— Activity —
What is needed is an exact copy of the entries below, with the pictures left out.

-- Information provided follows --

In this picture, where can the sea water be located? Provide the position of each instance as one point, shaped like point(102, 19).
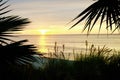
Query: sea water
point(46, 43)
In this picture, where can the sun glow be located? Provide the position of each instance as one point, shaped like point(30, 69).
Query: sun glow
point(43, 32)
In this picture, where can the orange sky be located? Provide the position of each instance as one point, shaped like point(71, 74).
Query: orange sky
point(50, 16)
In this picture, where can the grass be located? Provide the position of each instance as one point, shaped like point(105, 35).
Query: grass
point(94, 63)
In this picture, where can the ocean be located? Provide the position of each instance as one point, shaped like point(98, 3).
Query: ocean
point(76, 42)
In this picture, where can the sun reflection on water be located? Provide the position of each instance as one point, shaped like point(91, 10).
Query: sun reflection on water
point(42, 44)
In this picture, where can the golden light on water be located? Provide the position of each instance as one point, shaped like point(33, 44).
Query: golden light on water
point(42, 43)
point(43, 31)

-- Information provided concluded --

— Expected answer —
In this picture, where can the sea water be located? Provide the position of each instance as one point, shaped like point(102, 19).
Query: sea water
point(46, 43)
In this picture, where can the sun glow be located? Provide the position of each instance as one point, shaped like point(30, 69).
Query: sun glow
point(43, 32)
In this picture, where can the orange sky be located? Provide the position of each instance as one point, shaped like point(71, 74).
Query: orange sky
point(50, 16)
In this picture, where can the grass be located? Provide the position of each instance as one point, shaped like point(105, 35).
Query: grass
point(94, 63)
In this picture, where can the ocean be located? Provide the position of each instance as one point, shaped like point(98, 3).
Query: ocean
point(76, 42)
In this picture, where can the sun reflection on water be located? Provide the position of each instance as one point, shaped like point(91, 10).
Query: sun reflection on water
point(42, 44)
In this picture, where can the golden light on water be located? Provide the position of each instance as one point, shaped like point(33, 44).
Query: golden light on water
point(42, 43)
point(43, 31)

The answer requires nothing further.